→ **BRIEF 1**: Gather every line of the rows below that contains the string "wooden", treating uppercase and lowercase letters as distinct, and copy each such line in full.

----- DOCUMENT TEXT -----

RFR: 8342662: C2: Add new phase for backend-specific lowering [v6]

Thu Mar 27 00:28:14 UTC 2025

On Wed, 26 Mar 2025 23:28:51 GMT, Vladimir Ivanov <vlivanov at openjdk.org> wrote:

>>> First of all, all aforementioned PRs/RFEs focus on new functionality.
>> 
>> I don't know where you get this impression from. Most of the aforementioned PRs/RFEs are existing transformations, we just do it elsewhere.
>> 
>> #22922 is currently done in idealization in a clumsy manner, it would be better to do it with the consideration of the underlying hardware, since it is the entire purpose of that transformation.
>> 
>>> Some examples that I have given regarding vector insertion and vector extraction.
>> 
>> This is done during code emission, which does not benefit from common expression elimination
>> 
>> https://bugs.openjdk.org/browse/JDK-8345812 is currently done during parsing, it would be easier for the autovectorizer to use the node if it wants to if we do the transformation later.
>> 
>> For existing use cases, you can find a lot of them scattering around:
>> 
>> - Transformation of `MulNode` to `LShiftNode` that we have covered above.
>> 
>> - `CMoveNode` tries to push 0 to the right because on x86, making a constant 0 kills the flag register, and `cmov` is a 2-address instruction that kills the first input.
>> 
>> - `final_graph_reshaping_impl` tries to swap the inputs of some nodes because on x86, these are 2-address instructions that kill the first input.
>> 
>> - There are some transformations in `final_graph_reshaping_main_switch` that are guarded with `Matcher`, if we move them to lowering we can skip these queries.
>> 
>> - A lot of use cases you can find in code emission (a.k.a. x86.ad). It makes sense, because everything you can do during lowering can be done during code emission, just in a less efficient manner. At this point you also have the most knowledge and can transform the instructions arbitrarily without worrying about other architectures. Some notable examples: min/max are expanded into compare and cmov, reverse short is implemented by reserse int and a right shift, `Conv2B` is just compare with 0 and setcc, a lot of vector nodes, etc.
>> 
>>> I see one reference to a PR dependent on proposed logic, so I'll comment on it (https://github.com/openjdk/jdk/pull/22886):
>> 
>> For the first question, the reason I believe is that it is not always possible to extract and insert elements into a vector efficiently. On x86 it takes maximum 2 instructions to extract a vector element and 3 instructions to insert an element into a vector.
>> 
>> For the second question, without lowering the cost is miserable, if you are unpacking and packing a vector of 4 longs:
>>...
>
> @merykitty it feels to me our discussion has been going around in circles.

-----

→ **BRIEF 2**: Repeat everything in the C2 lowering discussion above, from "RFR: 8342662: C2: Add" down to "of that transformation.", word for word.

----- DATA ROWS -----

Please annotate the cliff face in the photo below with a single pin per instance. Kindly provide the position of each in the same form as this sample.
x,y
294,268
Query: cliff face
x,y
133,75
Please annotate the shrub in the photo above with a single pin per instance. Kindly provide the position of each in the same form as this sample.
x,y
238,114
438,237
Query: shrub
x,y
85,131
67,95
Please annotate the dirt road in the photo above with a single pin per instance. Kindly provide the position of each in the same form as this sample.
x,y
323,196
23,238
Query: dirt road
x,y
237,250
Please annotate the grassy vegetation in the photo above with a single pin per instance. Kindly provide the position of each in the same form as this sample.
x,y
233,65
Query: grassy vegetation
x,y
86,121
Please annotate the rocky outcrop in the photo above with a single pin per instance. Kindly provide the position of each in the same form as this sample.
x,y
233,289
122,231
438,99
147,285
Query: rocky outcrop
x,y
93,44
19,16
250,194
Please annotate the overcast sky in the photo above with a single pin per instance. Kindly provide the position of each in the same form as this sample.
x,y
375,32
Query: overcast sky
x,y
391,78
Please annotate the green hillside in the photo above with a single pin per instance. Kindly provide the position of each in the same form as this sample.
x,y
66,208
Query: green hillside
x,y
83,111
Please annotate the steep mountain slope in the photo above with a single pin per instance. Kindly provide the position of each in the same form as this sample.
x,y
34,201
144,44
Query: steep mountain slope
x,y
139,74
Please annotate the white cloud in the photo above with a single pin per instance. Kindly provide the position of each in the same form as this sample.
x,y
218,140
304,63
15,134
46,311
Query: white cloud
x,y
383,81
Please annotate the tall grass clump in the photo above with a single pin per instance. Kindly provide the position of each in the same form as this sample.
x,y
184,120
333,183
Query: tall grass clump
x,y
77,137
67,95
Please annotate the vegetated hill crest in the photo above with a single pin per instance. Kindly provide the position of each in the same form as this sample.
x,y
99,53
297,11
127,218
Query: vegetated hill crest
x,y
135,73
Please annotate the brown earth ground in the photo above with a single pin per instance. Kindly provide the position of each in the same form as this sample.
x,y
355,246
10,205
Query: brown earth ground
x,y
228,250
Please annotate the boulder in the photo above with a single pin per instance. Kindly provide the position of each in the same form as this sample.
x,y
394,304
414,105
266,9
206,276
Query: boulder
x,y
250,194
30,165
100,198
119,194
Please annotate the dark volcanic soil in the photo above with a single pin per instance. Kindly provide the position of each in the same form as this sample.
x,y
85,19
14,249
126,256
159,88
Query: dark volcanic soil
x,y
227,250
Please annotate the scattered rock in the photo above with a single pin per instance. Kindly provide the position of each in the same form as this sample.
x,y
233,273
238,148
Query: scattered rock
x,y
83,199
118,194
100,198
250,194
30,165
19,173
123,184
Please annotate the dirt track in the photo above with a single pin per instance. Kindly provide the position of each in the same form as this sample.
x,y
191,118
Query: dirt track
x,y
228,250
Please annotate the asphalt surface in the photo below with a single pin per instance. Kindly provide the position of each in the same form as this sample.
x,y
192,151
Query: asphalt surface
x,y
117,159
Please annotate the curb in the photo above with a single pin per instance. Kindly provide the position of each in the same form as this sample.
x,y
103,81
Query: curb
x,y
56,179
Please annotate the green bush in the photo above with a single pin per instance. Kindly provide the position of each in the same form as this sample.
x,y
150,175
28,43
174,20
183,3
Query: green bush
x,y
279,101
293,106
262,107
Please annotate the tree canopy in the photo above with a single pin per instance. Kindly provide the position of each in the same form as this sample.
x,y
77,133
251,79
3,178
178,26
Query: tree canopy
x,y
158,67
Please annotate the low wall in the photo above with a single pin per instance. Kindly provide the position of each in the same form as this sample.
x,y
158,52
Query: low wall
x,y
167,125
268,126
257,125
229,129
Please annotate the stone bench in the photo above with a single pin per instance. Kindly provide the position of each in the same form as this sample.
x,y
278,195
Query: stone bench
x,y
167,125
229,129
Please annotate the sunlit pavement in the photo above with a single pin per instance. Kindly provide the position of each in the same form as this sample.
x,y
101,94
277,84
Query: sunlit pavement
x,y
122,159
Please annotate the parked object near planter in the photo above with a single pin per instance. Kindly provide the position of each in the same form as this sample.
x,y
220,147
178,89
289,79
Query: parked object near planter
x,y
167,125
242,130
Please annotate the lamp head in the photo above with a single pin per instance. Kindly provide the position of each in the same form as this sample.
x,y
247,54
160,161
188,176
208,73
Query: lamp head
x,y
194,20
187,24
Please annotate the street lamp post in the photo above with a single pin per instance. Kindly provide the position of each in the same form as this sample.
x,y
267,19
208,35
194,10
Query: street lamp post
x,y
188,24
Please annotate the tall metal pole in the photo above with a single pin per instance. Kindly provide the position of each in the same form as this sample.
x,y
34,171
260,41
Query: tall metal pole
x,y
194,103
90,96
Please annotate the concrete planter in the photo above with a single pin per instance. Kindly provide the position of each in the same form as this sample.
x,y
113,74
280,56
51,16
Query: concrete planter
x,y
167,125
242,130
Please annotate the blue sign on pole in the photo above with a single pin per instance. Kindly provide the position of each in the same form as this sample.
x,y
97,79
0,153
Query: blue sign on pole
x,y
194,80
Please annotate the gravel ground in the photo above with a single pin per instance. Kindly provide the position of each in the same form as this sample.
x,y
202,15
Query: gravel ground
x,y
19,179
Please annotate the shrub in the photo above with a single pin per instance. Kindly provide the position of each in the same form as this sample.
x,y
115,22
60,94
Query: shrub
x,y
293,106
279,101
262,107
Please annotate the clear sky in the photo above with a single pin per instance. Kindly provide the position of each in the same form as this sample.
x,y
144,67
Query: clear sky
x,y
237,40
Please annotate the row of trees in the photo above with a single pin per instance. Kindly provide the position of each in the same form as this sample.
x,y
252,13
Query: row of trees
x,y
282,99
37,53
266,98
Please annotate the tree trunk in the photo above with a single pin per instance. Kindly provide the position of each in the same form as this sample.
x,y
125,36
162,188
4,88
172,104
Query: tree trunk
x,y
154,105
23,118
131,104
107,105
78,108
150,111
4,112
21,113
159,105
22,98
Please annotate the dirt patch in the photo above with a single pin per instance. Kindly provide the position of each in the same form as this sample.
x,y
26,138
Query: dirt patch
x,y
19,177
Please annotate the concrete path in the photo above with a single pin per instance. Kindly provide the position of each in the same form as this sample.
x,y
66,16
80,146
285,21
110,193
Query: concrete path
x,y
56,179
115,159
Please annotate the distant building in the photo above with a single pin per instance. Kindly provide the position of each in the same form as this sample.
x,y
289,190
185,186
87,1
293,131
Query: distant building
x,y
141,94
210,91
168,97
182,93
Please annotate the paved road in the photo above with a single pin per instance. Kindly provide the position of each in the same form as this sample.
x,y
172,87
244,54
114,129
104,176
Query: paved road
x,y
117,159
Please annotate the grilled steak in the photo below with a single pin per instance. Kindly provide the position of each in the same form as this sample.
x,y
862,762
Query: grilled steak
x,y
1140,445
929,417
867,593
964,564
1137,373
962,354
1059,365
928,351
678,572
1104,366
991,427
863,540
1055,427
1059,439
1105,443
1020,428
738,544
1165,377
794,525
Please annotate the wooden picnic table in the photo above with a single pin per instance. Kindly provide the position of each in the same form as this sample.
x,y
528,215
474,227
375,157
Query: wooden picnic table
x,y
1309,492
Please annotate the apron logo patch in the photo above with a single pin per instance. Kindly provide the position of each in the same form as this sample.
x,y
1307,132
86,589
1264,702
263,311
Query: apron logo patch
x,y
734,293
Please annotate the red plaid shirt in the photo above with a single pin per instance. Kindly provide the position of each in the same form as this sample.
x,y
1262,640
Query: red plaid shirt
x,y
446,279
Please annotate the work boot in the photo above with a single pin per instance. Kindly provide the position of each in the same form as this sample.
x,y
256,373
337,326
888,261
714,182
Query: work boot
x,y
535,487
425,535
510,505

-----

→ **TASK RESPONSE 1**:
Please annotate the wooden picnic table in the photo above with a single pin per instance. Kindly provide the position of each in the same form as this sample.
Query: wooden picnic table

→ **TASK RESPONSE 2**:
RFR: 8342662: C2: Add new phase for backend-specific lowering [v6]

Thu Mar 27 00:28:14 UTC 2025

On Wed, 26 Mar 2025 23:28:51 GMT, Vladimir Ivanov <vlivanov at openjdk.org> wrote:

>>> First of all, all aforementioned PRs/RFEs focus on new functionality.
>> 
>> I don't know where you get this impression from. Most of the aforementioned PRs/RFEs are existing transformations, we just do it elsewhere.
>> 
>> #22922 is currently done in idealization in a clumsy manner, it would be better to do it with the consideration of the underlying hardware, since it is the entire purpose of that transformation.